**Written instruction**
Reproduce the lines from the first one up to and including the line with "[285, 423, 327, 453]", requests included, and shift every bounding box coordinate in the answers by -134.
::: Listing
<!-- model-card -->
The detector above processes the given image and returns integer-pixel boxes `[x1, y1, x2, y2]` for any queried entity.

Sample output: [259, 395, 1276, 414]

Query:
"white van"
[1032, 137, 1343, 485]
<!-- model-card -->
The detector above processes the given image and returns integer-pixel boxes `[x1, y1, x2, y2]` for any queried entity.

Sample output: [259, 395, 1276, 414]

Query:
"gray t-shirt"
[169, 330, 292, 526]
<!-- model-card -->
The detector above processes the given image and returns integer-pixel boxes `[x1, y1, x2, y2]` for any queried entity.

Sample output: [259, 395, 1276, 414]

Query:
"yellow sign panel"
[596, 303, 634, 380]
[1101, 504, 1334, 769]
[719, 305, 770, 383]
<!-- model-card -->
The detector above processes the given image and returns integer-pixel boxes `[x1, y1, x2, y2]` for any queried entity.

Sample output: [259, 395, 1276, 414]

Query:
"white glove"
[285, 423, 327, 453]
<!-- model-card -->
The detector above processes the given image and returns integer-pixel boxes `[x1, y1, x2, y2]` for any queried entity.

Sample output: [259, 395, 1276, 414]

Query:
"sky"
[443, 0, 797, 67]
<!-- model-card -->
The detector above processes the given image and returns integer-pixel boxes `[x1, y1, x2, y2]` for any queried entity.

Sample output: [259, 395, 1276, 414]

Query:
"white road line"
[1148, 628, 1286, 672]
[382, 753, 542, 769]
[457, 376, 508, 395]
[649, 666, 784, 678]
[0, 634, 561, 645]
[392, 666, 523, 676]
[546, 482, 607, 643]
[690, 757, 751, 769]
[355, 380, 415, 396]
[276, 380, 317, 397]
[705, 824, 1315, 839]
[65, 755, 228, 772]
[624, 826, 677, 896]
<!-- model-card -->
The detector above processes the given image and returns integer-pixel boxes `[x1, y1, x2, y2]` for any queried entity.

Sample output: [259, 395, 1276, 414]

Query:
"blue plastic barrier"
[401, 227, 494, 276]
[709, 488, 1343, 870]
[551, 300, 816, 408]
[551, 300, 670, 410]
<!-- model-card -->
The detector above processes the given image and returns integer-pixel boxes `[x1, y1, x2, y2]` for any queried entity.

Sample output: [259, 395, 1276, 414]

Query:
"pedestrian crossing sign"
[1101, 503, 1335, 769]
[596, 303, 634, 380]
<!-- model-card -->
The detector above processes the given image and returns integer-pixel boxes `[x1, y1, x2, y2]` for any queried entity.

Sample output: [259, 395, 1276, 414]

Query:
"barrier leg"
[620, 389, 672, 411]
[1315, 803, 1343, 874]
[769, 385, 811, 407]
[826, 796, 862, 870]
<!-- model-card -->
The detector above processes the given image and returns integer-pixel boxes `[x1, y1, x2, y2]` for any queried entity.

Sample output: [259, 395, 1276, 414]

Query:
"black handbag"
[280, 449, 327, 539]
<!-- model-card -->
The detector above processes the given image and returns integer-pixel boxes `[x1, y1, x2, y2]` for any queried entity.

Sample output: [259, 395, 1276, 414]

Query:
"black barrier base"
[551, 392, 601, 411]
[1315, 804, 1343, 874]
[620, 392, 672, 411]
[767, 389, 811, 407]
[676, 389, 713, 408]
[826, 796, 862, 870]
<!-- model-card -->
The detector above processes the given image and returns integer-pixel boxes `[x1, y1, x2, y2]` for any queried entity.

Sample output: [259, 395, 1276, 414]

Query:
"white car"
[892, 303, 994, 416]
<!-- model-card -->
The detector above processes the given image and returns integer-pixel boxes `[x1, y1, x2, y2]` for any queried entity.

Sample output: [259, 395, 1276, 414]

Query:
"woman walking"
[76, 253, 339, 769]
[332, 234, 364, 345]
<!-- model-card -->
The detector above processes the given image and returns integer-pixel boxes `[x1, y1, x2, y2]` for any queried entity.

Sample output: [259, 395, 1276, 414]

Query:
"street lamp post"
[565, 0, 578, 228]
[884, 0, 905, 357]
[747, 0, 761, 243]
::::::
**Exercise output**
<!-- model-card -->
The detector above processes the given image and returns integer-pixel boxes `[x1, y1, x2, y2]` for any queried entity.

Sample output: [259, 395, 1276, 414]

Query:
"white van"
[898, 3, 1209, 351]
<!-- model-card -->
The detector above processes the given image and returns integer-pixel boxes `[x1, y1, x2, y2]` for any queried entity.

Sample output: [259, 395, 1276, 414]

Query:
"gray t-shirt"
[35, 196, 158, 392]
<!-- model-card -->
The detector above processes the given image and returns integer-pixel boxes `[x1, y1, x2, y2]` for any queried entity.

Sample output: [259, 395, 1276, 414]

Query:
"yellow sign panel"
[462, 169, 500, 246]
[967, 370, 1200, 635]
[585, 171, 636, 249]
<!-- model-card -->
The detector above processes the given image and returns integer-pixel boxes `[x1, y1, x2, y2]` for any queried entity.

Sample output: [259, 395, 1276, 414]

Query:
"white glove"
[151, 289, 193, 319]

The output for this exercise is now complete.